#### [PAGE]
Higher for longer means more headwinds for US growth

 With Treasury yields up at 5% and the dollar holding firm, financial conditions have undoubtedly tightened, reducing the need for another Fed rate hike. Consumer borrowing costs are moving rapidly higher, savings are being exhausted, and real household disposable incomes are falling. That means the risks to growth in 2024 remain to the downside

The US continues to confound expectations

Twelve months ago, the consensus view was that rapid and aggressive monetary policy tightening coupled with a growing reluctance of the banks to lend would inevitably take its toll on the economy. Recession was the consensus call. Yet, in the third quarter, the economy expanded at a 4.9% annualised rate, unemployment was just 3.8%, and inflation remained closer to 4% than the 2% target.

Having confounded expectations, financial markets have embraced the Fed’s higher-for-longer narrative on interest rates with 10Y Treasury yields up at 5% and the dollar strengthening to 12M highs on a trade-weighted basis. This is leading to a significant tightening of financial conditions in the US economy, helping to push mortgage and car loan interest rates above 8% and credit card interest rates to all-time highs. Given all that, Federal Reserve officials increasingly acknowledge that we are close to the end of the tightening cycle with policy widely regarded as restrictive. In our view, interest rates have peaked.

Nonetheless, with inflation still well above target, officials are refusing to close the door on possible extra rate hikes, if only to ensure the market doesn’t move to the mindset that the next move is inevitably a cut and traders should start to price for that. We expect 10Y treasury yields to remain near 5% through the current quarter.

#### [DATASET ENTRIES]
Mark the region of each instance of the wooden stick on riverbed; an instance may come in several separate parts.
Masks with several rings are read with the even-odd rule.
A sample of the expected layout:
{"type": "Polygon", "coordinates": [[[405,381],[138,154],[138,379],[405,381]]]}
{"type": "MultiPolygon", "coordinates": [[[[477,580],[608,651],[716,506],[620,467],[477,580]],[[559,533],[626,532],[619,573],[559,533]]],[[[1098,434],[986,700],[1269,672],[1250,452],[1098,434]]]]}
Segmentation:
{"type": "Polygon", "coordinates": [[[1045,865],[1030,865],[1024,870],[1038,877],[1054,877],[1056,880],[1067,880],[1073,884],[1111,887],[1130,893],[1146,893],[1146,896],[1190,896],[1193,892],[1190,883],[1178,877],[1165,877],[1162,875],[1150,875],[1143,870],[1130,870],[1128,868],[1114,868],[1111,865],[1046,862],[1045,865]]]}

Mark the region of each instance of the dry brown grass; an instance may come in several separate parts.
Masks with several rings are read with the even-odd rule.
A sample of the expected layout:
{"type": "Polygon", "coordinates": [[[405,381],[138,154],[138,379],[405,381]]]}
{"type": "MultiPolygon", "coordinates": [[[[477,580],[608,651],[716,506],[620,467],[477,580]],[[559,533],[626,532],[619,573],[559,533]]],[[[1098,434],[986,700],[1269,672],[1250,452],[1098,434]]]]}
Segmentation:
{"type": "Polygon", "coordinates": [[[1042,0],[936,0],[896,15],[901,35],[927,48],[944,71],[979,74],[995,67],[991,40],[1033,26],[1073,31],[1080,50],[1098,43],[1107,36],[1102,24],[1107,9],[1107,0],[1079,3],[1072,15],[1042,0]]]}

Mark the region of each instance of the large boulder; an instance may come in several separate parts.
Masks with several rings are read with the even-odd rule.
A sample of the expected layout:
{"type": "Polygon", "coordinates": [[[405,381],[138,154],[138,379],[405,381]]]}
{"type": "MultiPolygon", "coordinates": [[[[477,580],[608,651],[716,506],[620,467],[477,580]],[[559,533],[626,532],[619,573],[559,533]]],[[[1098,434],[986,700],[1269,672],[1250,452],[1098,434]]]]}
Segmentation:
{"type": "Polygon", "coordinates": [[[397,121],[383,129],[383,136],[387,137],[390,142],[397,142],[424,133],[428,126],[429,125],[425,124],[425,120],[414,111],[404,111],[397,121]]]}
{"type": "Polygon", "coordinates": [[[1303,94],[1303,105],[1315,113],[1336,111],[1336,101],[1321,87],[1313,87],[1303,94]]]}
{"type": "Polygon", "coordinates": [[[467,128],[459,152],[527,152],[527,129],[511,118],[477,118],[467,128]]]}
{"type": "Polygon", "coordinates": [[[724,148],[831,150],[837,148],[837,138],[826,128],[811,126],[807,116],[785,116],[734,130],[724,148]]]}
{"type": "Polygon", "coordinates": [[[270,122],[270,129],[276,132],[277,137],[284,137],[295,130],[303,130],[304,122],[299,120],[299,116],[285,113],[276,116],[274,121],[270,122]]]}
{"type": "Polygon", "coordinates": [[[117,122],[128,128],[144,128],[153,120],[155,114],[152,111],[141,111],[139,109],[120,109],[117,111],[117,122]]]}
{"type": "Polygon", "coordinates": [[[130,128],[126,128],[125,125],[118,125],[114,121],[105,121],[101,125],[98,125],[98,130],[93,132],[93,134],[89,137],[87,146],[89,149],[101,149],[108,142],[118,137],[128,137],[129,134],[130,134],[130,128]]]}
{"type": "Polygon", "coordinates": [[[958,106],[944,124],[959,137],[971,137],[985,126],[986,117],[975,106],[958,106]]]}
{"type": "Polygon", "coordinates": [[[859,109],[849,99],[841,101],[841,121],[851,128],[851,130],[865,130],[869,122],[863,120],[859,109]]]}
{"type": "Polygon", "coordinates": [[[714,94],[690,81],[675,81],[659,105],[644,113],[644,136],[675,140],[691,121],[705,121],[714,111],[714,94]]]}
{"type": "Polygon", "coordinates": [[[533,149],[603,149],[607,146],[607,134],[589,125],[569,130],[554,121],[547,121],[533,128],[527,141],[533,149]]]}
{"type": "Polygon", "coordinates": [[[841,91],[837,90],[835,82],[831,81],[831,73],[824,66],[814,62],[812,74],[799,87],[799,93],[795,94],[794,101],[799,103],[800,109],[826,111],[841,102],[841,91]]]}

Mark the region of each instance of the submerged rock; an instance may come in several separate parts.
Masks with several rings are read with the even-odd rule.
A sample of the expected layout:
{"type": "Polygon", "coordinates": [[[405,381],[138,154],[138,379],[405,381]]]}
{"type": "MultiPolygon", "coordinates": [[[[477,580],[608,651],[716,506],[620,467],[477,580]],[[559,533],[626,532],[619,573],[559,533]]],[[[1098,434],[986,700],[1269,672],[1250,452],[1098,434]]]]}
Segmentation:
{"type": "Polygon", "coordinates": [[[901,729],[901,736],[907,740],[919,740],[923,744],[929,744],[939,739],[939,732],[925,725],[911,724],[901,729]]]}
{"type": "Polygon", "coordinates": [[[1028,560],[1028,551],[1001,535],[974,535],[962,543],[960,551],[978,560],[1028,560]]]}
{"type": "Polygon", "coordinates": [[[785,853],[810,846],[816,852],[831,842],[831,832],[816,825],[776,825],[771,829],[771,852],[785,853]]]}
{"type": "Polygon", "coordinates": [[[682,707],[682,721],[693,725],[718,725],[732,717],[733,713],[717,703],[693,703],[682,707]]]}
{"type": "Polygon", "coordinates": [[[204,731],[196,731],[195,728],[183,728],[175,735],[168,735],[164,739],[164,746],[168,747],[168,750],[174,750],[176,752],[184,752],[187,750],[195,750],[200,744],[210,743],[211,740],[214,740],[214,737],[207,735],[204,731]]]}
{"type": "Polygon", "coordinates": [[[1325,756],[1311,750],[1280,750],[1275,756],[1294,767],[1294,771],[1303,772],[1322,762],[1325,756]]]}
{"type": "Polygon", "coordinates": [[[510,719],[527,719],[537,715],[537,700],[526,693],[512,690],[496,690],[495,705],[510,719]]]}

#### [LIST OF TASKS]
A – Please reproduce everything in the US growth article from "Twelve months ago, the" down to "the 2% target.".
B – Using the article on US growth, answer these:
(i) At what annualized rate did the economy expand in the third quarter?
(ii) Above what level have mortgage and car loan interest rates been pushed?
(iii) Where are 10Y Treasury yields expected to stay through the current quarter?
Work only from the US growth article and the data.

#### [IN RESPONSE]
A –
Twelve months ago, the consensus view was that rapid and aggressive monetary policy tightening coupled with a growing reluctance of the banks to lend would inevitably take its toll on the economy. Recession was the consensus call. Yet, in the third quarter, the economy expanded at a 4.9% annualised rate, unemployment was just 3.8%, and inflation remained closer to 4% than the 2% target.

B –
(i) 4.9%
(ii) 8%
(iii) Near 5%